Start of Excerpted text
That evolution shapes the nature of organisms depending on their environment is well known. But we may think that we have explored pretty much all the Earth and thus encountered all the variety that exists. So it is interesting when previously unknown regions of the Earth that have vastly different environments from those we are familiar with reveal new kinds of organisms.
Just recently new species were found that live in the waters under the Antarctic and they are fascinating.
The rare species were found by Dr Susanne Lockhart, an Antarctic biologist who visited the seafloor in a submarine last month as part of a scientific expedition organised by campaigning organisation Greenpeace.
She said she had “found an incredible diversity of animal life on the seafloor.”
“Bryozoans and hydroids also carpet the seabed, making it look like a wondrous garden. Feather stars and their relatives decorate enormous vase shaped glass sponges. And icefish and octopus can be found hiding if you look carefully enough. Even the water column was teeming with a surprising diversity of life.”
End of Excerpted text
Start of Record extracts
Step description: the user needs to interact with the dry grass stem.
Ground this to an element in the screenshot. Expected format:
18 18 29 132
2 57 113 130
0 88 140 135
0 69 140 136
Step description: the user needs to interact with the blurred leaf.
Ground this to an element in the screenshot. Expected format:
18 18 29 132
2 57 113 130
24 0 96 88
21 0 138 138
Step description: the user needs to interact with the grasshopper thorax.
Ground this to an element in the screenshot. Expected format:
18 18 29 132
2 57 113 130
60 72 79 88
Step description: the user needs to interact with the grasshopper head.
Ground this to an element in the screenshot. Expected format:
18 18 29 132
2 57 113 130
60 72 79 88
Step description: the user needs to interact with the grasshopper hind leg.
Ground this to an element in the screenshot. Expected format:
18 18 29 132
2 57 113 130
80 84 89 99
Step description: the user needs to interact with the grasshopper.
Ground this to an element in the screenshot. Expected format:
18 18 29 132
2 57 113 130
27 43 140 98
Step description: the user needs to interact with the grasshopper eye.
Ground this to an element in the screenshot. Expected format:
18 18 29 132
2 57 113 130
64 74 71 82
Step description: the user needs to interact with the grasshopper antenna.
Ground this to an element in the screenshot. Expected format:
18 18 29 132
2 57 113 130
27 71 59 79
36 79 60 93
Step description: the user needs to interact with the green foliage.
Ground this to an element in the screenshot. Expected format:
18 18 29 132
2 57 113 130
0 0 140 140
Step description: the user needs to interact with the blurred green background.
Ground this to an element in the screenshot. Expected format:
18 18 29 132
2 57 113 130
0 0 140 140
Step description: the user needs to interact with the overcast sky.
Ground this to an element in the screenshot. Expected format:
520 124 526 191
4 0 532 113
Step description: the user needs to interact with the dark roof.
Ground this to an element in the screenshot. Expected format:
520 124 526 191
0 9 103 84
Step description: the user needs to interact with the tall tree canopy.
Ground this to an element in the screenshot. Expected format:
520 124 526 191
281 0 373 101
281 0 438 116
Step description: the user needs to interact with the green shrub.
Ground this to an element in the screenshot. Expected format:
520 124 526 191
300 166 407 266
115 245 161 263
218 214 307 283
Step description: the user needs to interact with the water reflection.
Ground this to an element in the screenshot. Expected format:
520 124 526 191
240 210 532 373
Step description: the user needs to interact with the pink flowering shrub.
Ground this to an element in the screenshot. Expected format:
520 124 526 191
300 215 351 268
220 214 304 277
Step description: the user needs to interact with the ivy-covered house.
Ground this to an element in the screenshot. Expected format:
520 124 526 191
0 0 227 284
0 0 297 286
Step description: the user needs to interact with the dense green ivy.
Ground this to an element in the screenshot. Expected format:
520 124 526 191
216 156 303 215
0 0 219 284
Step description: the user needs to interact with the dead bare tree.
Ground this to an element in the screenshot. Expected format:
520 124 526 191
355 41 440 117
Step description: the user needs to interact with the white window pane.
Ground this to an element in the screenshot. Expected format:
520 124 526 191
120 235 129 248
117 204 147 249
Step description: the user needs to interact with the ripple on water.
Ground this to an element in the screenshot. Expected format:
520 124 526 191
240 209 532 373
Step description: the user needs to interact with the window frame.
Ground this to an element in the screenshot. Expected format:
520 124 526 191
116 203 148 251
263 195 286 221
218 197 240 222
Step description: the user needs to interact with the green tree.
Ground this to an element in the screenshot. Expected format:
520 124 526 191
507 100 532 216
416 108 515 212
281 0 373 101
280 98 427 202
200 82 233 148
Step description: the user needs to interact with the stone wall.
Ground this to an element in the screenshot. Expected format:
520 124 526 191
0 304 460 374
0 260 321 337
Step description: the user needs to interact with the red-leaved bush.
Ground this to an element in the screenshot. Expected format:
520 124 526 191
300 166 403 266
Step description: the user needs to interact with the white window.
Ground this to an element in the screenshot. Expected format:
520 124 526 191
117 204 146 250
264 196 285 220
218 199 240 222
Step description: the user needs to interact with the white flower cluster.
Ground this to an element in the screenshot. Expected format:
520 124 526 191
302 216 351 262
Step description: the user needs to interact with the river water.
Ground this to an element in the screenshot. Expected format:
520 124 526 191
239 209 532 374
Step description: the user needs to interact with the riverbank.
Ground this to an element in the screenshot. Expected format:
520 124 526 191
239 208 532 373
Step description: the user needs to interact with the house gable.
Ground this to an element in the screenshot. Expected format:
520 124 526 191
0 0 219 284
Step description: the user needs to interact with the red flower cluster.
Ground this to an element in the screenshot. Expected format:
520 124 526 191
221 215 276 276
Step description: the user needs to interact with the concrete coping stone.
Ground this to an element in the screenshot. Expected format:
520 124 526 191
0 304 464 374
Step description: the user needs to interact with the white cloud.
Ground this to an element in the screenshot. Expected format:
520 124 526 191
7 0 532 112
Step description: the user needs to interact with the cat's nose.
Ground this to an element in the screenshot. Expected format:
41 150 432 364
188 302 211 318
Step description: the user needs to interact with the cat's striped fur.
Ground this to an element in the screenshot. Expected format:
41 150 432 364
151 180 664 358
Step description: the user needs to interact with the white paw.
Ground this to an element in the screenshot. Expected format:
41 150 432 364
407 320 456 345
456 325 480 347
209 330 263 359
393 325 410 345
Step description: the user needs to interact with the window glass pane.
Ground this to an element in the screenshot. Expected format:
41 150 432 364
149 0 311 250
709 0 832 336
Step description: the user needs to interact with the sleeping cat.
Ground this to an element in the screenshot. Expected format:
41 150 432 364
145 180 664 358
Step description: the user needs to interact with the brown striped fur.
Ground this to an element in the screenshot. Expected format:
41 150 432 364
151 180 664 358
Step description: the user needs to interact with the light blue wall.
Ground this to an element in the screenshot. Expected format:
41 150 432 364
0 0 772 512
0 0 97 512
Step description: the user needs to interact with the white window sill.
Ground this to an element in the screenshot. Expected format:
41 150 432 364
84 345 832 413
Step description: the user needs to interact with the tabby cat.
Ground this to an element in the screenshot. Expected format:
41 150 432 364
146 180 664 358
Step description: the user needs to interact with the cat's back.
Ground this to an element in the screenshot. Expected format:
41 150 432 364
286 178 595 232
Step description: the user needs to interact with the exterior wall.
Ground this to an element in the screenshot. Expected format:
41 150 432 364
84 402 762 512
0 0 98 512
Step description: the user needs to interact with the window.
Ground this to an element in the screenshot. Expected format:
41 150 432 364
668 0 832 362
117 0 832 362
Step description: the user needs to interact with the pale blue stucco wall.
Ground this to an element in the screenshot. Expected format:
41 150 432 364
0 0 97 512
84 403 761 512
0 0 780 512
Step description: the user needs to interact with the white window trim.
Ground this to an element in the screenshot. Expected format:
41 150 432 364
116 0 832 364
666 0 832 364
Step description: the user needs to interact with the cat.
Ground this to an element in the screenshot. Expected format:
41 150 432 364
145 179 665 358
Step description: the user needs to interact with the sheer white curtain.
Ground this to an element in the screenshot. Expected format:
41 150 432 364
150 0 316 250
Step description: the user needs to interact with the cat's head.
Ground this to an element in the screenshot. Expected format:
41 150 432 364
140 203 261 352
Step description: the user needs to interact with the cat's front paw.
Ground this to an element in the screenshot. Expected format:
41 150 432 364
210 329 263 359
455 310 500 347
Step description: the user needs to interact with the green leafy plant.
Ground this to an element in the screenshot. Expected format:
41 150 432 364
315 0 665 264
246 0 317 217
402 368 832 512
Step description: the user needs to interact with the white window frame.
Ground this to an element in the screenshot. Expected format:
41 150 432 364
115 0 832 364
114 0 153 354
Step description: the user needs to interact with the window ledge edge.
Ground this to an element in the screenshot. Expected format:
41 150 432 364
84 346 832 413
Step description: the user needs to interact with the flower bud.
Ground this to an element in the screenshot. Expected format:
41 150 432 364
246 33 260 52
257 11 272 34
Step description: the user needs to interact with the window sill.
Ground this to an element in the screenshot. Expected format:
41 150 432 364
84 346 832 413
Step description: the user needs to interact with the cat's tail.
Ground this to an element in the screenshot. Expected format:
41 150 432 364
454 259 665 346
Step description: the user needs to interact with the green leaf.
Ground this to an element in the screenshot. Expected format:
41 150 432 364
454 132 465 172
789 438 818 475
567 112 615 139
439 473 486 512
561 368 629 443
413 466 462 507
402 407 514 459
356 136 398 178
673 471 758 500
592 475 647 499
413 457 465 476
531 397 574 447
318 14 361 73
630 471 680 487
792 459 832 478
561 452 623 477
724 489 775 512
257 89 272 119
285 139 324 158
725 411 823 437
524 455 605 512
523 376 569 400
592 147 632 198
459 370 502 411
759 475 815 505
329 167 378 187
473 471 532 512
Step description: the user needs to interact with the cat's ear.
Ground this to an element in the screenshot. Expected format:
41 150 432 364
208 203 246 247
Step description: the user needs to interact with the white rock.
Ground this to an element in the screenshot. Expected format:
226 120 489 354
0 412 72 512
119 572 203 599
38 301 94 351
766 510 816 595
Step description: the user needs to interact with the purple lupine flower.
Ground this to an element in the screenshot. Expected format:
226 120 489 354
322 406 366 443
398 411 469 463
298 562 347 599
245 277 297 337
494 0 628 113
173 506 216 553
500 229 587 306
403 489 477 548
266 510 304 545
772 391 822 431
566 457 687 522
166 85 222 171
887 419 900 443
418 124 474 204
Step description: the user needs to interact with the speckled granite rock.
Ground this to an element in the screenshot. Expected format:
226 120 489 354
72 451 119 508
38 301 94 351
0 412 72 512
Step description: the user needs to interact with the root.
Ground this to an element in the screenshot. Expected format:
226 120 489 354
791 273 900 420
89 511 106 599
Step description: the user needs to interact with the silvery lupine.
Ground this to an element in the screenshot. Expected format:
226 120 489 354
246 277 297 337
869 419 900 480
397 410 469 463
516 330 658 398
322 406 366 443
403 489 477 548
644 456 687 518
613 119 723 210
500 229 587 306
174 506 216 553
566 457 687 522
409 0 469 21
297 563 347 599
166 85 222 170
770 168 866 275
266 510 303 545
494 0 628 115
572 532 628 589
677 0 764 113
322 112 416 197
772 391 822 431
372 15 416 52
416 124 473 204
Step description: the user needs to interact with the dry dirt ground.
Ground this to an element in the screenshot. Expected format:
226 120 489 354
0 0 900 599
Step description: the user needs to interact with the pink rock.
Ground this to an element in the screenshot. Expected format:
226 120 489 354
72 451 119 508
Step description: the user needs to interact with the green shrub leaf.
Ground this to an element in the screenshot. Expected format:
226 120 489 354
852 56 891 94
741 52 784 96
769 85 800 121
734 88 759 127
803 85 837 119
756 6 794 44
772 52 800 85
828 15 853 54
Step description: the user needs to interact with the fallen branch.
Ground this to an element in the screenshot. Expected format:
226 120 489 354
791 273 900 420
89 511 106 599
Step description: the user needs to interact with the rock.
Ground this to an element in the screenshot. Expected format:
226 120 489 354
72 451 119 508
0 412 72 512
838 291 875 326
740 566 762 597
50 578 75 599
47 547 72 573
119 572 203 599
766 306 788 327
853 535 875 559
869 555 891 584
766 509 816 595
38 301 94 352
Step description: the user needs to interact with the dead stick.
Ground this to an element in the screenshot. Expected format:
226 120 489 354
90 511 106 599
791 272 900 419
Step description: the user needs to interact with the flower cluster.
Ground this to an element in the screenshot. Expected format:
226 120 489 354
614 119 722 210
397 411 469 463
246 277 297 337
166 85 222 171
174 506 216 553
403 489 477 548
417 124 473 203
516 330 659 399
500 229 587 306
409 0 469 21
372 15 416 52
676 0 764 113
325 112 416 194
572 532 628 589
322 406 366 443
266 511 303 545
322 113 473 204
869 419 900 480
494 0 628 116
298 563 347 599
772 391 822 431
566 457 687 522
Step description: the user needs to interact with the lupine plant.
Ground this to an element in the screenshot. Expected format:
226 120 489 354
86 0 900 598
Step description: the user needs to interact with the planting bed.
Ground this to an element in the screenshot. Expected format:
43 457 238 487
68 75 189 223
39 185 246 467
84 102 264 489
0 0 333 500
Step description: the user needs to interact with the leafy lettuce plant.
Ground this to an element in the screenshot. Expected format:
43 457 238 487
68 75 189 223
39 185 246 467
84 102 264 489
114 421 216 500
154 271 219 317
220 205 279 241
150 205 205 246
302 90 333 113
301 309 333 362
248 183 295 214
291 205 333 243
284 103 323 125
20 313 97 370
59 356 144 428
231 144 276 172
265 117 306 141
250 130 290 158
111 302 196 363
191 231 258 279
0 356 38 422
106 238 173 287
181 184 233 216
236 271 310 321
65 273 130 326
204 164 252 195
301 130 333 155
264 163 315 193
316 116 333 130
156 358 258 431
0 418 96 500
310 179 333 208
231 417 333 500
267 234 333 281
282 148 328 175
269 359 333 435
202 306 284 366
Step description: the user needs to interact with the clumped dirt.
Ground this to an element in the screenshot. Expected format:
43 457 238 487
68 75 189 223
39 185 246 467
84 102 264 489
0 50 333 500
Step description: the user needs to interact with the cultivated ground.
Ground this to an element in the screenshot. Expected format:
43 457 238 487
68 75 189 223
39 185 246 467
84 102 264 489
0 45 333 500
End of Record extracts
### [Required actions]
• a. In the article on the new Antarctic seafloor species, list every kind of animal named in the last paragraph.
• b. Using the article on the new Antarctic seafloor species, decide whether each statement agrees with it. Answer yes or no, and quote the words that decide it. (i) Dr Susanne Lockhart reached the seafloor in a submarine. (ii) A university organized the expedition. (iii) Little life was found in the water column.
• c. Continue the article on the new Antarctic seafloor species from its last sentence.

### [Task results]
• a. Bryozoans, hydroids, feather stars, glass sponges, icefish, octopus

• b.
(i) Yes: "visited the seafloor in a submarine last month"
(ii) No: "organised by campaigning organisation Greenpeace"
(iii) No: "Even the water column was teeming with a surprising diversity of life."

• c.
Here are some examples.
Nature never ceases to surprise us and that is what makes science a source of endless fascination. Charles Darwin’s famous closing passage in On The Origin of Species always comes to my mind when I encounter these new discoveries.
There is grandeur in this view of life, with its several powers, having been originally breathed into a few forms or into one; and that, whilst this planet has gone cycling on according to the fixed law of gravity, from so simple a beginning endless forms most beautiful and most wonderful have been, and are being, evolved.